What is being asked:
Return each line of the listing that has the word "indicate" in it.

Source material:
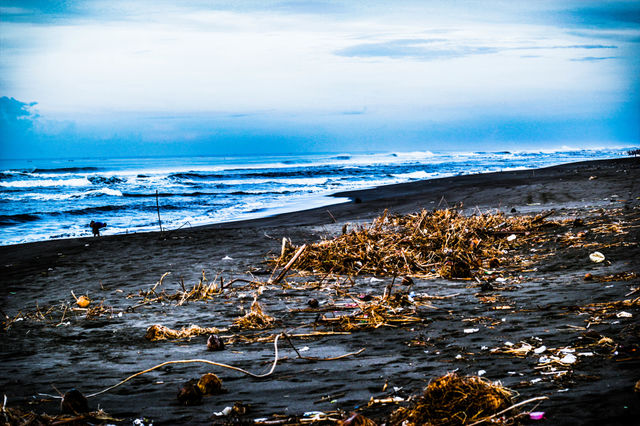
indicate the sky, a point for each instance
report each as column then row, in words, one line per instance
* * *
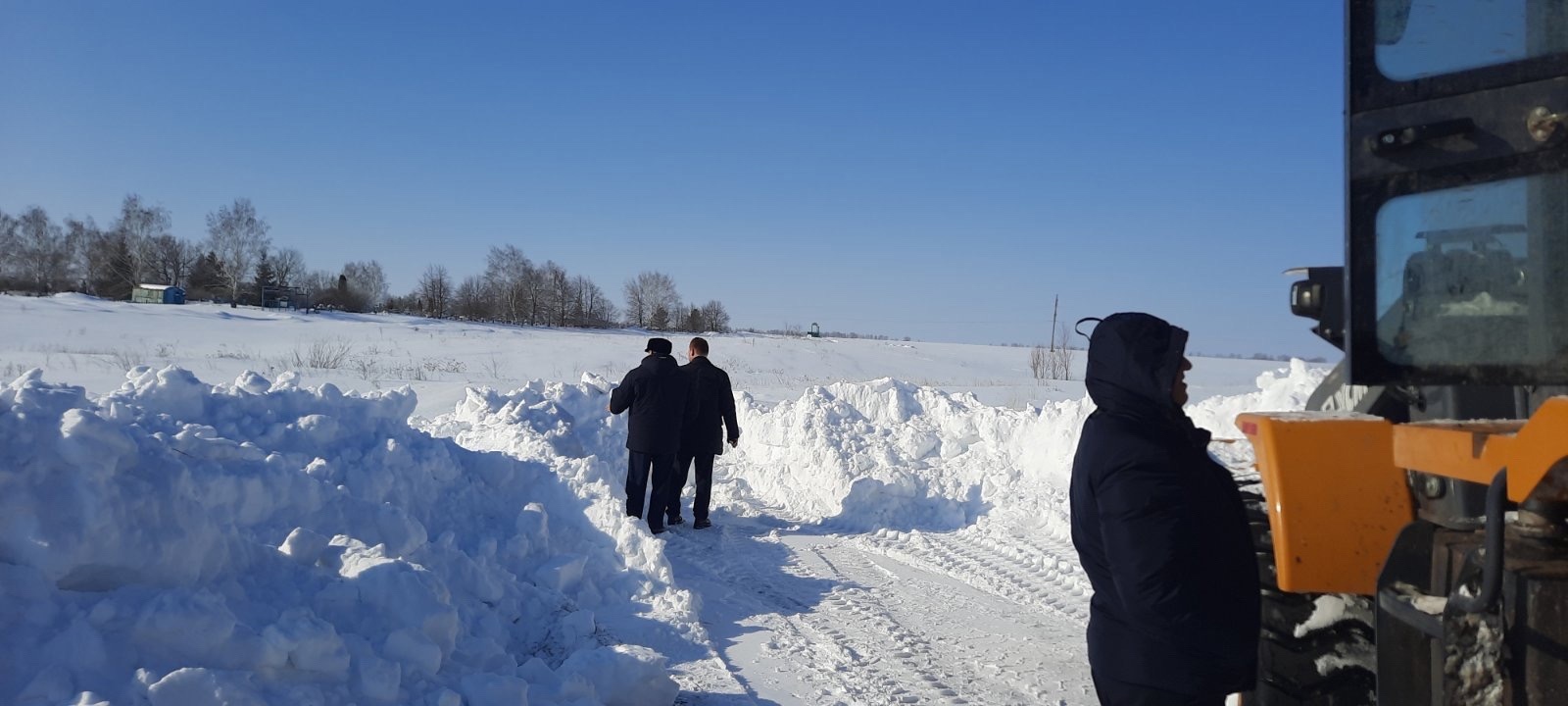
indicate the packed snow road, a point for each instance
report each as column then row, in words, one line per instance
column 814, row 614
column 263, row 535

Answer section:
indicate the sky, a point for each instance
indicate the packed snow road, a point for each instance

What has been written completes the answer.